So here is my question to you, is there a better opening? Here's what I want out of my opening:
1. Fairly Aggressive
2. Not forfeiting material (so no gambits)
Are there any openings you know of that meet those specific requirements? The Parham meets both of those for me, but you all still insist it is bad, so give me something better that meets those requirements.
Two openings I like are playing 4. Ng5 against the two knight's defence, and playing 5. Nb3, against 4... Bc5 in the scotch. However, the alternate popular lines, such as the giuoco piano after the italian game, and the mieses variation in the scotch game (4...Nf6), are drawish, and I have trouble meeting those aggressively but sound. If there are anymore direct ways to reach these, where there aren't many alternative lines, those would be very much appreciated.
So to conclude, can any of you provide an opening that is aggressive, without giving material? Two I like are 5. Nb3 in the scotch, and 4. Ng5 in the two knight's defence, though I don't have a direct way to reach those.
I don't understand certain things about your post.
You seem worried about openings that are "drawish," but nothing you name is drawish below a certain masterly level. Yet if you were worried about stats at and above the masterly level, surely it's worse that 2.Qh5 scores over 57% for BLACK at that level?
If you want aggressive, sound, and no gambits, the Scotch is a good way to go. As is the Center Game. (Which is equal but scores better for white all the same, but that's more than you can say for the Parham.) Ditto for the Bc4 Vienna. Or the Bishops game featuring a repertoire with lots of early f4's, as recommended by John Emms in his aggressive white club repertoire book.
If e4 isn't your bag, lots of good choices with d4, c4, or even f4 that would meet your criteria of being sound, aggressive, non-gambity, and better than the Parham.
you want agressive without gambiting (which means that you get some sort of dynamic advantage in return for your sacrifice) material and begins with 1. e4
lets see, um I would consider learning the Sicilian, but since you like open games, lets try the Bishops opening, you don't go stupid agressive, and if you want you can transpose into whatever Italian you want.
also I would suggest also learning the Ruy, it is not passive if you think that it is, I don't play it because of the amount of theory you need to learn. I would also suggest the Four Knights Spanish Variation, but to get truly agressive you need to play the Halloween Gambit, which is fun, but since you seem to want to get everything for free that is out of the question.

● TASKS TO PERFORM
1. Copy the part of the chess thread that opens with the words containing "Are there any" and closes with "very much appreciated.".
2. Please rewrite the paragraph of the chess thread beginning "If you want aggressive, sound, and no gambits" as a short list that keeps its main facts.
The records have nothing to do with the chess thread.

● PROVIDED RECORDS
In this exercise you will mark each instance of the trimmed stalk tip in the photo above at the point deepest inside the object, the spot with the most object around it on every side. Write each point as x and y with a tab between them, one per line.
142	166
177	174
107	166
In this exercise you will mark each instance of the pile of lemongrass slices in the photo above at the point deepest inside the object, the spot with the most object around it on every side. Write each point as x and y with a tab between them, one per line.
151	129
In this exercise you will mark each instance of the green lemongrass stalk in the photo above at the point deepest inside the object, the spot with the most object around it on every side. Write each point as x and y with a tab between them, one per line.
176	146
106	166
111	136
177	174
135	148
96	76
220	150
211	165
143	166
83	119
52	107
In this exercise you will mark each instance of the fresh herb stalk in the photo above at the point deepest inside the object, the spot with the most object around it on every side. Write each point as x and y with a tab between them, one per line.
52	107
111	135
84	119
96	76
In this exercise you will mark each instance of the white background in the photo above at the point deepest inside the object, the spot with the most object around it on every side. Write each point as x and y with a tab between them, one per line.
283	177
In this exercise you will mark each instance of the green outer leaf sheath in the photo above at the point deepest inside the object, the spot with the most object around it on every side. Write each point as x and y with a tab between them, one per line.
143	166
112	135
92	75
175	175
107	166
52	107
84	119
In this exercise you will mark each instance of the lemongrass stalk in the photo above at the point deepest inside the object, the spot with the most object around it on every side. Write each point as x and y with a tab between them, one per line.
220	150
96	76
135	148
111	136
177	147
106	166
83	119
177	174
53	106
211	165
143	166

● SOLUTIONS TO THE PROBLEMS
1.
Are there any openings you know of that meet those specific requirements? The Parham meets both of those for me, but you all still insist it is bad, so give me something better that meets those requirements.
Two openings I like are playing 4. Ng5 against the two knight's defence, and playing 5. Nb3, against 4... Bc5 in the scotch. However, the alternate popular lines, such as the giuoco piano after the italian game, and the mieses variation in the scotch game (4...Nf6), are drawish, and I have trouble meeting those aggressively but sound. If there are anymore direct ways to reach these, where there aren't many alternative lines, those would be very much appreciated.

2.
Openings suggested as aggressive, sound, and free of gambits:
- The Scotch
- The Center Game, which is equal but still scores better for White, unlike the Parham
- The Bc4 Vienna
- The Bishop's Game, in a repertoire with many early f4 moves, as recommended by John Emms in his aggressive white club repertoire book